Stored entries
********************
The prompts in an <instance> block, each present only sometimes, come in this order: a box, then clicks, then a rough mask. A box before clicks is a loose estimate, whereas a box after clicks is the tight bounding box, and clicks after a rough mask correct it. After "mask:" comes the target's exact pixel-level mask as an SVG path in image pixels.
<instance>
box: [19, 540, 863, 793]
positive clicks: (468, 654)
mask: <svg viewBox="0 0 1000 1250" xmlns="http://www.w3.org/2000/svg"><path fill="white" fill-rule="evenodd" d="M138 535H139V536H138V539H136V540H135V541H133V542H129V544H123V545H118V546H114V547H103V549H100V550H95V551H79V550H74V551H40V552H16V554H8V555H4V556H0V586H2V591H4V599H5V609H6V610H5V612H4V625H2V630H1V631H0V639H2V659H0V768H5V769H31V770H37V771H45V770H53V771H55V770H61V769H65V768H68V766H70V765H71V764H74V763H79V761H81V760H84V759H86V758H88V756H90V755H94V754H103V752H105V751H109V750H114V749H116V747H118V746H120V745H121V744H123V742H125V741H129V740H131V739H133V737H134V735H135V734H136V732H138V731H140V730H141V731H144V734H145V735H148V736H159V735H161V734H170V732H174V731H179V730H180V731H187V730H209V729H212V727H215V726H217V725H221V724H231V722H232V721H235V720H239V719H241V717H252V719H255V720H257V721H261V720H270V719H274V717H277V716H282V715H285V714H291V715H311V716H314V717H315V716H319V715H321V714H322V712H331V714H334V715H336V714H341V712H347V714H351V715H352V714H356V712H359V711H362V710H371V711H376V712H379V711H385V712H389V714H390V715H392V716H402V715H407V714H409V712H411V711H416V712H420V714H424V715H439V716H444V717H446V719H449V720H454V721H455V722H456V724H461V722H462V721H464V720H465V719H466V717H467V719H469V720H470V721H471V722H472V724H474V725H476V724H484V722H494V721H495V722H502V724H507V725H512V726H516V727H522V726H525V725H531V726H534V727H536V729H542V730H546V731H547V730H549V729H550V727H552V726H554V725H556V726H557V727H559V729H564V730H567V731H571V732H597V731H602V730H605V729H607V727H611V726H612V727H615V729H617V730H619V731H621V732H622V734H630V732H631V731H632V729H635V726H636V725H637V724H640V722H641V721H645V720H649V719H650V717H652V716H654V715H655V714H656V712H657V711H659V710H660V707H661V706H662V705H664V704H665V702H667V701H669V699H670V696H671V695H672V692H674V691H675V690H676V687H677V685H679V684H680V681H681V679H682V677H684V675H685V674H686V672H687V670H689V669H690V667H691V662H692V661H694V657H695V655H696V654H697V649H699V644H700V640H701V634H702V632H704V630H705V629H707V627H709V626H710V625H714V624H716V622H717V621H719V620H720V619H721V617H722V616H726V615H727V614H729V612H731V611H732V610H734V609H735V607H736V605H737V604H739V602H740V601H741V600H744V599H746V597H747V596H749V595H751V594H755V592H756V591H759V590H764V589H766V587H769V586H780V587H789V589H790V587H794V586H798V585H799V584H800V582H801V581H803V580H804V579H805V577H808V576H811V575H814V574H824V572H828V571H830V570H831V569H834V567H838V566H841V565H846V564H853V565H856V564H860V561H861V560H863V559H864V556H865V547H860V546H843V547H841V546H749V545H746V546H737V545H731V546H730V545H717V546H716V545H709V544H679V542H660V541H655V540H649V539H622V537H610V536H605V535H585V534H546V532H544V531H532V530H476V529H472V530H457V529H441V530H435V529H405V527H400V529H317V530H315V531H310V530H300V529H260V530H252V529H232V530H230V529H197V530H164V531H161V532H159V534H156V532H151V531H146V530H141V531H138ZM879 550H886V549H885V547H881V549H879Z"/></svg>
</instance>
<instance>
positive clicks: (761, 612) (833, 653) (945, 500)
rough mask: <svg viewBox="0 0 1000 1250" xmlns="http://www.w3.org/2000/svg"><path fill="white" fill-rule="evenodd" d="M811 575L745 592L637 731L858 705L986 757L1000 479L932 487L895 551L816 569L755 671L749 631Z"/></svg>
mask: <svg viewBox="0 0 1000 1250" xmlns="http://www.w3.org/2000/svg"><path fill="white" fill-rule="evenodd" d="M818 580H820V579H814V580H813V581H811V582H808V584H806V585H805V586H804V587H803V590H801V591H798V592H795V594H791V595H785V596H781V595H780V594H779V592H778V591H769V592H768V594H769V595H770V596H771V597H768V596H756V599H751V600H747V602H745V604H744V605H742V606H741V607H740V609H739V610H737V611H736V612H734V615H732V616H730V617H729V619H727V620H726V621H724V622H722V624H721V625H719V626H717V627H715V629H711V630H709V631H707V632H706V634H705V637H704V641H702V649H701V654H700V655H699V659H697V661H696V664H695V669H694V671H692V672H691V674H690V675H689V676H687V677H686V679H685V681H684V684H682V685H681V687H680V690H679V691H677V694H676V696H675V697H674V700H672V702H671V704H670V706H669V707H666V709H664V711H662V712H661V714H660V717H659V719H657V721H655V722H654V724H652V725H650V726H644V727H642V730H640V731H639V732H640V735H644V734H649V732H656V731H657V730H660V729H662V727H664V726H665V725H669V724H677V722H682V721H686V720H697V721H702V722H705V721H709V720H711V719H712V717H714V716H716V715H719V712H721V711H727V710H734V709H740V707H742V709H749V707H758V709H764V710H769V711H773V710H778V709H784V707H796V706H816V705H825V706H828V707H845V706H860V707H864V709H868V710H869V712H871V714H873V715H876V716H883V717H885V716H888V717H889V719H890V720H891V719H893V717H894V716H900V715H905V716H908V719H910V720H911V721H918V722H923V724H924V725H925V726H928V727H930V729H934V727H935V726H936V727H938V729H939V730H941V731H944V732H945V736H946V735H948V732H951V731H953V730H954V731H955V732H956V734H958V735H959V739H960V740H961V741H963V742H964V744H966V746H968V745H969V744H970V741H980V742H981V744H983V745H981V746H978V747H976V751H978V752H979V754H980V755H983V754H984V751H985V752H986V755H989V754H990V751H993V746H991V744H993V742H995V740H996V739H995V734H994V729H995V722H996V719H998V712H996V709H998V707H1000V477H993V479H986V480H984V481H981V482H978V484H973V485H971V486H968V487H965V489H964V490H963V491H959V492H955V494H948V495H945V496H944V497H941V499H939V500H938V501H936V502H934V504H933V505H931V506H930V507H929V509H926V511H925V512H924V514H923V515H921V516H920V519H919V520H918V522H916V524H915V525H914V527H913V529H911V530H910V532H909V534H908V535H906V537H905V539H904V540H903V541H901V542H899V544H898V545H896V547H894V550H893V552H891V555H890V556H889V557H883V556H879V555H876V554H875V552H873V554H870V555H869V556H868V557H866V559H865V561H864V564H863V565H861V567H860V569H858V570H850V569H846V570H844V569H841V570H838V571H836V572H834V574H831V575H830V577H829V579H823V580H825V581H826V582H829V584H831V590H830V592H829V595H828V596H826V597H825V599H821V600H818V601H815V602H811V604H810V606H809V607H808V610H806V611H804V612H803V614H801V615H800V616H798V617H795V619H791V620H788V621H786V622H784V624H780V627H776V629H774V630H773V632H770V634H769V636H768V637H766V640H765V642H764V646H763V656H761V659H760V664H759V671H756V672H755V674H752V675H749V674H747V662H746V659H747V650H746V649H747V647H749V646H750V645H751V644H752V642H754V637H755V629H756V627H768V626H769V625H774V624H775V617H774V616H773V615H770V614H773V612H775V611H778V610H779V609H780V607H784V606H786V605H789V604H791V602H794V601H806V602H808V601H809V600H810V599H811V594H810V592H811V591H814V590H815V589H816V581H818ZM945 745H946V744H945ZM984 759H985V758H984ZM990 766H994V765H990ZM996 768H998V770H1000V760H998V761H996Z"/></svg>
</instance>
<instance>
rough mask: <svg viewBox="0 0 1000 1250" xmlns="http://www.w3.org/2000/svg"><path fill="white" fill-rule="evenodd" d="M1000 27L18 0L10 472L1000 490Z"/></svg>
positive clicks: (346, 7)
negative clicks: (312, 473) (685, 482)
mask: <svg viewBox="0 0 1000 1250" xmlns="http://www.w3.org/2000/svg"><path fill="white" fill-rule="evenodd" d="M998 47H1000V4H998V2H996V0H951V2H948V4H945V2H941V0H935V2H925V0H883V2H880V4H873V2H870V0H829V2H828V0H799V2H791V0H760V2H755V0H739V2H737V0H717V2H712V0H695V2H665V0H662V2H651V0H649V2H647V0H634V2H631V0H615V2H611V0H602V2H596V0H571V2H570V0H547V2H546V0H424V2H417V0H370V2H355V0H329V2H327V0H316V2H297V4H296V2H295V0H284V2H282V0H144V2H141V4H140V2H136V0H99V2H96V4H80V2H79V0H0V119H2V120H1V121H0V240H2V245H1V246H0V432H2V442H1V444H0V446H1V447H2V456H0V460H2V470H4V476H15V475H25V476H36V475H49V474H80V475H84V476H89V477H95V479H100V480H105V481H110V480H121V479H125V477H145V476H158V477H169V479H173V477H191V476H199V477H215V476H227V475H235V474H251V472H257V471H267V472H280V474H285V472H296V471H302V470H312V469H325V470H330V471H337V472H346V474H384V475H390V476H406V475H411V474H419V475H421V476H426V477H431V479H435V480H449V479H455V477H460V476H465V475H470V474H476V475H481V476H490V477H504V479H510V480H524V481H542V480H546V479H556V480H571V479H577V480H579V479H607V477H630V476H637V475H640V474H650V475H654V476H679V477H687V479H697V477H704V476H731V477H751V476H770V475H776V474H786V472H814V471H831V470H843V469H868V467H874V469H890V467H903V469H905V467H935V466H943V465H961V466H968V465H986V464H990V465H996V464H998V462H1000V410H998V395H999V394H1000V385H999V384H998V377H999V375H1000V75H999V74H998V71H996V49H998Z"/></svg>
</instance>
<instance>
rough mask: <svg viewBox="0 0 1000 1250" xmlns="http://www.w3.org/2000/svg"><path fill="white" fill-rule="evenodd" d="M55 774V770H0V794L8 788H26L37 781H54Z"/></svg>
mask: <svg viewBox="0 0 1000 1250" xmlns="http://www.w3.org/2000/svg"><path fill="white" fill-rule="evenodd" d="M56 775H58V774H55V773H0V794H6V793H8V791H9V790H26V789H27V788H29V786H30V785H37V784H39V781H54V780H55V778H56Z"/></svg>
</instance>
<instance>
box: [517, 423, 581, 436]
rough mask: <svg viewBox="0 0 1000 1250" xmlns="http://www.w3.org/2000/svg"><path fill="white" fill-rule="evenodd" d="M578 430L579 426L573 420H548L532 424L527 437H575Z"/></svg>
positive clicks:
********************
▸ **TASK PROMPT**: Copy every line of the records above, starting with the first, up to and including the line containing "box: [19, 540, 863, 793]".

▸ **WRITTEN ANSWER**:
The prompts in an <instance> block, each present only sometimes, come in this order: a box, then clicks, then a rough mask. A box before clicks is a loose estimate, whereas a box after clicks is the tight bounding box, and clicks after a rough mask correct it. After "mask:" comes the target's exact pixel-level mask as an SVG path in image pixels.
<instance>
box: [19, 540, 863, 793]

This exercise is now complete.